----- EXTRACTO DEL DOCUMENTO
Al tiempo de su muerte, en 1914, José Gabriel del Rosario Brochero tenía 73 años de vida y 47 de sacerdocio a cuestas. Bien cordobés, nació un 16 de marzo, en los pagos de Santa Rosa de Río Primero, donde, en 1840, se vivía sin apuro.

Con 16 años cumplidos, ingresó al seminario de Nuestra Señora de Loreto, dirigido por prelados de línea dura, como Jerónimo Clara, que más tarde encarnarían la oposición ortodoxa a las reformas liberales. Se ordenó en 1866; tres años después partió a ejercer su ministerio en el valle que quedaba detrás de las Sierras Grandes. Tierra bravía, de paisanos taciturnos y sufridos que desconfiaban de los citadinos del otro lado de la alta montaña. Durante la travesía, cubierta a lomo de mula, saludó amablemente a los serranos que encontró a su paso. El aspecto afable y campechano del viajero podía inducir a engaño: bajo aquella sotana moraban un temple de acero y una vocación a toda prueba. El joven párroco tenía en claro que el éxito de su tarea misional dependería de su adaptación al medio, de la empatía que lograra con aquellos lugareños que, respetuosos, se descubrían ante su presencia. Sabía que lo que importaba no eran las pompas mundanas sino la sencillez del vínculo espiritual con esa gente.

Se instaló en la parroquia de la recién creada Villa del Tránsito, sede del curato de San Alberto. Enseguida puso manos a la obra para dignificar aquella comarca y a sus pobladores sumidos en la pobreza y el atraso; con ese fin, algunos años más tarde, inauguró la Casa de Ejercicios Espirituales, una espaciosa residencia a la vera de la iglesia.
----------
----- REGISTROS EXTRAÍDOS
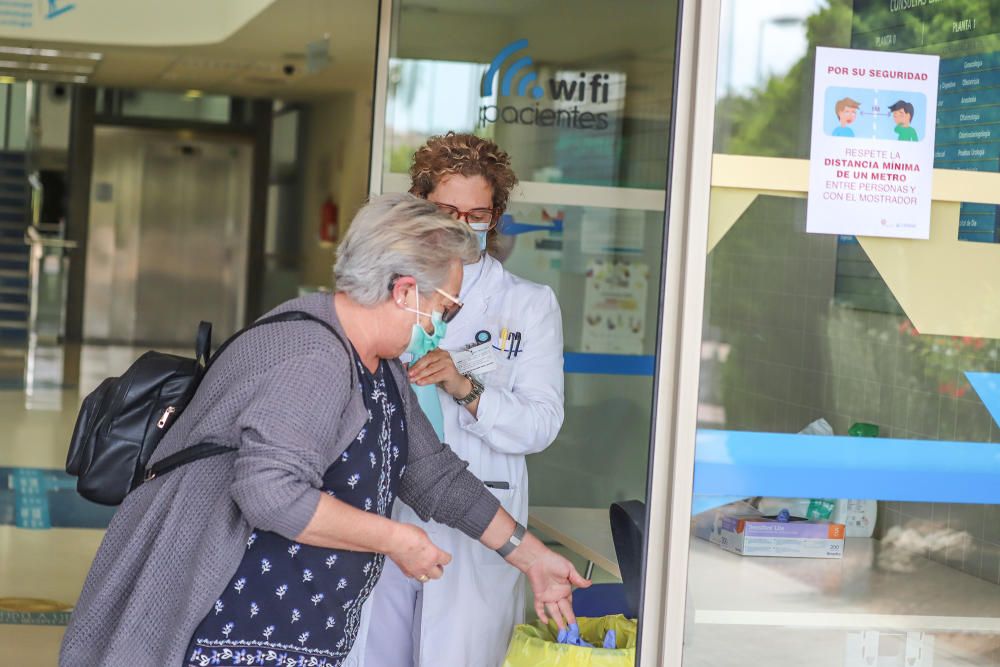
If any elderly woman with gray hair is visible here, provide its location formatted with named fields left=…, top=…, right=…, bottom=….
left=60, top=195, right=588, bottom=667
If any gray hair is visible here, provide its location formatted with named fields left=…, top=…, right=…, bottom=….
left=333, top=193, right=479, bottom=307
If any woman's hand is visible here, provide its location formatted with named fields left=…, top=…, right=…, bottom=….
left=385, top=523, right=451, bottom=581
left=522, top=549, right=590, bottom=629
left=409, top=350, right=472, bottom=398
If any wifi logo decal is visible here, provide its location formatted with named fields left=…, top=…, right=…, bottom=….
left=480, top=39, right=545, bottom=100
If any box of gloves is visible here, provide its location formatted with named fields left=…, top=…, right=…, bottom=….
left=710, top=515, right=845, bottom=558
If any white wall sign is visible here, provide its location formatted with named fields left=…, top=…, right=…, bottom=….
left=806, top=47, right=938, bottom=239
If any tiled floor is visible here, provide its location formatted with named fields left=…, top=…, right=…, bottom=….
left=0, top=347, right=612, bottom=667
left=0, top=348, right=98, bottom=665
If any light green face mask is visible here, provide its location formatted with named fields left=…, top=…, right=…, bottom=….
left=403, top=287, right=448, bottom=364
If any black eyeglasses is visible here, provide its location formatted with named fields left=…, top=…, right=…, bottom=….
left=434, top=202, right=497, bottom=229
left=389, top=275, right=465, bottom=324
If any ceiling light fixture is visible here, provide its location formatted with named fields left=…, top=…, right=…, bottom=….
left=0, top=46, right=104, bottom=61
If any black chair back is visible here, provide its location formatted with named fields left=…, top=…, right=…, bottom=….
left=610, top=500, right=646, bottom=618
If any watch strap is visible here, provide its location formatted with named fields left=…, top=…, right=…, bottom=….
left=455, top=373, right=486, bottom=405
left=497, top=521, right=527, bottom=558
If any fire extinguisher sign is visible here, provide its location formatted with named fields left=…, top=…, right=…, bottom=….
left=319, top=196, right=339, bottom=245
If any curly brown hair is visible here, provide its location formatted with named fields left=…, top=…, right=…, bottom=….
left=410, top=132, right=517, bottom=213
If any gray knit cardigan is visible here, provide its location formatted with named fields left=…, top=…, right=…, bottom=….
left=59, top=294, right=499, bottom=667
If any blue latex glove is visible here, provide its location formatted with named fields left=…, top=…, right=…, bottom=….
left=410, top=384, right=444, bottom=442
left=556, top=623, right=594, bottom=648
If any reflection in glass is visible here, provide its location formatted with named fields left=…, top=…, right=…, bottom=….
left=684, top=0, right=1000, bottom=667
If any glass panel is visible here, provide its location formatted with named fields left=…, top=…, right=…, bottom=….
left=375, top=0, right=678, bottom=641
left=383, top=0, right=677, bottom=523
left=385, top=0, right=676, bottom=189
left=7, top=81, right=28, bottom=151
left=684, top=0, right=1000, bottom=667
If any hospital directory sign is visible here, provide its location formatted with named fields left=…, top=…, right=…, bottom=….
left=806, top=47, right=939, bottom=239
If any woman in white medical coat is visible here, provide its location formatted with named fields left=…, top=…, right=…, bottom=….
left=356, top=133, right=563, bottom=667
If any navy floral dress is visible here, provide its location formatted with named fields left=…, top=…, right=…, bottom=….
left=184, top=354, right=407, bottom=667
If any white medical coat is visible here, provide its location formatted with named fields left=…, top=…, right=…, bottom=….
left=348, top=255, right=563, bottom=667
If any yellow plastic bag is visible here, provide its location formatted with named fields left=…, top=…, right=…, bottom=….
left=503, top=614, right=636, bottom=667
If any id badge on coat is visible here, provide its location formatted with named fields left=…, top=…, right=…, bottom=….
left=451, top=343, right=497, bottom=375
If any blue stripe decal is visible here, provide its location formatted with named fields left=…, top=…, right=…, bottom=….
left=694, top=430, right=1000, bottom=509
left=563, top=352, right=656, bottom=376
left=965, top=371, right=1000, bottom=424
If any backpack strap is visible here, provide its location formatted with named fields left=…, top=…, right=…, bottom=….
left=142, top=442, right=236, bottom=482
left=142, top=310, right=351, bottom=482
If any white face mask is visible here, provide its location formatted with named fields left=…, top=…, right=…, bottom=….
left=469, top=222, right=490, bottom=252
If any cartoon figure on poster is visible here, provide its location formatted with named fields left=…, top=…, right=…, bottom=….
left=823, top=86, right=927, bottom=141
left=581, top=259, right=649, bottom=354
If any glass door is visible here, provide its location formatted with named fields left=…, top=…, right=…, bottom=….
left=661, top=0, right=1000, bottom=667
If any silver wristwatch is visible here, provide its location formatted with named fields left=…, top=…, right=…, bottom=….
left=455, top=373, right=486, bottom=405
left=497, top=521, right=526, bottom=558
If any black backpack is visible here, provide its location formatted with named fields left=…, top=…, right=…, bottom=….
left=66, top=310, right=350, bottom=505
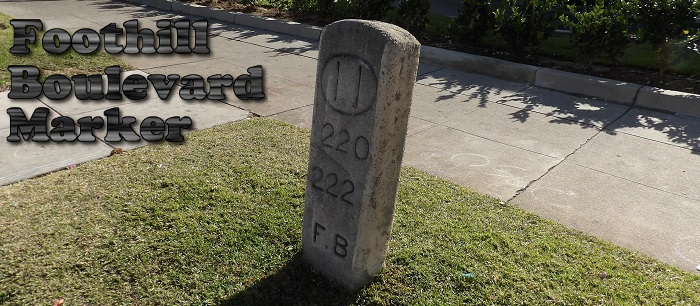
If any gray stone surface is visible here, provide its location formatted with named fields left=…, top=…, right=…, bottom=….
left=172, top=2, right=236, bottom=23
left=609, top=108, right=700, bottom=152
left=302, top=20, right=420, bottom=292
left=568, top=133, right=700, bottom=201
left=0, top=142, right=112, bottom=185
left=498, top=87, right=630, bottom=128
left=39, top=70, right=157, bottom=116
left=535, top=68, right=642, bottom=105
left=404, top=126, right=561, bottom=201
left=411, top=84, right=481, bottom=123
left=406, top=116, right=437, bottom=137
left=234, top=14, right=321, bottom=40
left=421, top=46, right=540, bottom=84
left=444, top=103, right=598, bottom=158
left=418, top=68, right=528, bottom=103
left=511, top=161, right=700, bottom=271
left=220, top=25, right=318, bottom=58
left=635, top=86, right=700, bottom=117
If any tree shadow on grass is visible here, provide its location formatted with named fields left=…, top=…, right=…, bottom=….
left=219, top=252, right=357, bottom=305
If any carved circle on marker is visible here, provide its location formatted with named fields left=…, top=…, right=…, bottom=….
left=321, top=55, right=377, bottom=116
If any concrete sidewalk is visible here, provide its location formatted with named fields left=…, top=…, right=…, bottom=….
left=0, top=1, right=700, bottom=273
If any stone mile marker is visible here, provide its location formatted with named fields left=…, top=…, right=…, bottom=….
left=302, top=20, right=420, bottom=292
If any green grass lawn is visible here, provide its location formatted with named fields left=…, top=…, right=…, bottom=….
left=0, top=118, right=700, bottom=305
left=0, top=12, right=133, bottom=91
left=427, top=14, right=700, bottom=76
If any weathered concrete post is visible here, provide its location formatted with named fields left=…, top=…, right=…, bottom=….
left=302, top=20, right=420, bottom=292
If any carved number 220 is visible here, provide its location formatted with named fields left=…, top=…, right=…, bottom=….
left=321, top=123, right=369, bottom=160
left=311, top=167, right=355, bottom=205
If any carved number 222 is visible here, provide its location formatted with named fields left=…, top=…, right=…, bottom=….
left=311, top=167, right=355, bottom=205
----------
> **ENUNCIADO DEL PROBLEMA 1**
Según el extracto sobre José Gabriel del Rosario Brochero, ¿en qué año se ordenó?
> **ENUNCIADO DEL PROBLEMA 2**
Cita textualmente el fragmento del extracto sobre José Gabriel del Rosario Brochero que va desde "Se instaló en" hasta "de la iglesia.", ambos incluidos.
Los registros no hacen falta para responder.

> **SOLUCIÓN COMPLETA 1**
En 1866.

> **SOLUCIÓN COMPLETA 2**
Se instaló en la parroquia de la recién creada Villa del Tránsito, sede del curato de San Alberto. Enseguida puso manos a la obra para dignificar aquella comarca y a sus pobladores sumidos en la pobreza y el atraso; con ese fin, algunos años más tarde, inauguró la Casa de Ejercicios Espirituales, una espaciosa residencia a la vera de la iglesia.